### WHAT YOU NEED TO DO
Write every line of the material out exactly as shown.

### Position annotation records
▼

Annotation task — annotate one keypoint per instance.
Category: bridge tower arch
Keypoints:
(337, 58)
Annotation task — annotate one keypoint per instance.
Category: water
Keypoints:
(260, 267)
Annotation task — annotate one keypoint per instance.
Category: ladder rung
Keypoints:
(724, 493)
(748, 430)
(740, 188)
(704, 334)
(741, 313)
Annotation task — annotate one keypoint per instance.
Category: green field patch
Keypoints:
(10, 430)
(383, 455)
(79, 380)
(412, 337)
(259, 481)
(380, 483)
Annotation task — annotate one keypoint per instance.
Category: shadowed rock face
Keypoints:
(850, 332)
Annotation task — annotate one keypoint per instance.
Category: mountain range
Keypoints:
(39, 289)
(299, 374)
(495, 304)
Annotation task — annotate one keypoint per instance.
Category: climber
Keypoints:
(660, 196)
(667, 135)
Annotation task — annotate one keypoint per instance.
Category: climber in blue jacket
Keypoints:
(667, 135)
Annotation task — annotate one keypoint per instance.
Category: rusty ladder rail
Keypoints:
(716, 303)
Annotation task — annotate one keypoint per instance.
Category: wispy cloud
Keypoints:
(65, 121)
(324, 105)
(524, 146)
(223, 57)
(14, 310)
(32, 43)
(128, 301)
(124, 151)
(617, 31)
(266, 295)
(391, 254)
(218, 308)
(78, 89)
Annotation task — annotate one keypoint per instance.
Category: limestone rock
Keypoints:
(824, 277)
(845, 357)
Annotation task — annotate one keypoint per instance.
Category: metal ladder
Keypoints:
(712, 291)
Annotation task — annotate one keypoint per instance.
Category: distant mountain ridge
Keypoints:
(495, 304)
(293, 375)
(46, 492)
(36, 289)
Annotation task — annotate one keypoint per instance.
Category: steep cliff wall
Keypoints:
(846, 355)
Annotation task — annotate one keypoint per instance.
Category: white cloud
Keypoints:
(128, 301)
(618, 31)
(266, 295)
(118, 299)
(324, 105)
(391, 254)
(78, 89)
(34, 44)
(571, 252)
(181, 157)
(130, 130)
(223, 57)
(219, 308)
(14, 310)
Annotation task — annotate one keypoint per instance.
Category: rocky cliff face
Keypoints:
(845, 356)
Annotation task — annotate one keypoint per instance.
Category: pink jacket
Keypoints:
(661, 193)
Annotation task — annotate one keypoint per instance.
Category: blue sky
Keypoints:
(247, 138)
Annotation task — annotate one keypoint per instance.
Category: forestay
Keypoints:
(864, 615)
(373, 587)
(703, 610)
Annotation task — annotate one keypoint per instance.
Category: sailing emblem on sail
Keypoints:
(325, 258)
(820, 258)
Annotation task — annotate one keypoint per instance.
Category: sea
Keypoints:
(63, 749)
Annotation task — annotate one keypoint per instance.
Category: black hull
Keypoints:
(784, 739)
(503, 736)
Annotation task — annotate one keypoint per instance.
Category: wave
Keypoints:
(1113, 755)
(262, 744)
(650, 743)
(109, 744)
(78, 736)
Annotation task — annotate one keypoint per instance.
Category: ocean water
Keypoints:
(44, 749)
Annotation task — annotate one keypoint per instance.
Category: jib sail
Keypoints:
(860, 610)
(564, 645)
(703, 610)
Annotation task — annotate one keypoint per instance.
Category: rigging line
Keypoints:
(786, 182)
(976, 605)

▲

### WRITTEN ANSWER
Annotation task — annotate one keypoint per instance.
Category: bridge tower arch
Keypoints:
(337, 58)
Annotation task — annotate one keypoint per instance.
Category: water
Keypoints:
(260, 267)
Annotation task — annotate one keypoint per instance.
Category: ladder rung
Keypoints:
(724, 493)
(748, 430)
(740, 188)
(704, 334)
(741, 313)
Annotation task — annotate one keypoint per instance.
Category: green field patch
Keypoints:
(10, 430)
(383, 455)
(79, 380)
(412, 337)
(259, 481)
(380, 483)
Annotation task — annotate one keypoint per instance.
Category: shadowed rock face
Keypoints:
(850, 332)
Annotation task — annotate one keypoint per instance.
Category: mountain range
Keypoints:
(39, 289)
(299, 374)
(495, 304)
Annotation task — annotate one keypoint per instance.
Category: climber
Keypoints:
(660, 196)
(667, 135)
Annotation task — annotate one keypoint per instance.
Category: climber in blue jacket
Keypoints:
(667, 135)
Annotation task — annotate one keypoint per instance.
Category: rusty ladder rail
Keypoints:
(716, 303)
Annotation task — annotate one keypoint per instance.
Category: wispy cloud
Keypoints:
(65, 121)
(324, 105)
(524, 146)
(223, 57)
(14, 310)
(32, 43)
(128, 301)
(124, 151)
(617, 31)
(266, 295)
(391, 254)
(218, 308)
(78, 89)
Annotation task — annotate one keypoint per instance.
Category: limestone rock
Keypoints:
(824, 277)
(845, 357)
Annotation task — annotate one keypoint per instance.
Category: metal ladder
Keypoints:
(712, 291)
Annotation task — annotate one keypoint per instance.
Category: distant mountain ridge
Keypoints:
(495, 304)
(293, 375)
(46, 492)
(36, 289)
Annotation task — annotate one keypoint per instance.
Category: steep cliff wall
Keypoints:
(846, 355)
Annotation task — annotate one keypoint per instance.
Category: white cloud
Keypoints:
(128, 301)
(618, 31)
(266, 295)
(118, 299)
(324, 105)
(391, 254)
(78, 89)
(34, 44)
(571, 252)
(181, 157)
(130, 130)
(223, 57)
(219, 308)
(14, 310)
Annotation task — annotate one keypoint per instance.
Category: rocky cliff face
Keypoints:
(845, 356)
Annotation task — annotate one keypoint per instance.
Category: pink jacket
Keypoints:
(661, 193)
Annotation task — annotate one keypoint per instance.
Category: blue sky
Keypoints:
(247, 138)
Annotation task — annotate one keypoint per instance.
Category: forestay
Keypoints:
(864, 615)
(373, 587)
(703, 610)
Annotation task — annotate one keypoint per instance.
Category: sailing emblem on sail
Keypoints:
(325, 258)
(820, 258)
Annotation task — annotate one keypoint per instance.
Category: sea
Keypoints:
(63, 749)
Annotation task — annotate one keypoint per instance.
Category: black hull
Keypoints:
(784, 739)
(503, 736)
Annotation task — annotate one keypoint per instance.
Category: wave
Keypoints:
(1113, 755)
(262, 744)
(650, 743)
(109, 744)
(78, 736)
Annotation task — annotate one keypoint per instance.
Category: ocean water
Keypoints:
(44, 749)
Annotation task — annotate one keypoint per instance.
Category: jib sail
Keypoints:
(860, 610)
(564, 645)
(703, 610)
Annotation task — annotate one keypoint per instance.
Category: rigging line
Keypoints:
(786, 182)
(976, 605)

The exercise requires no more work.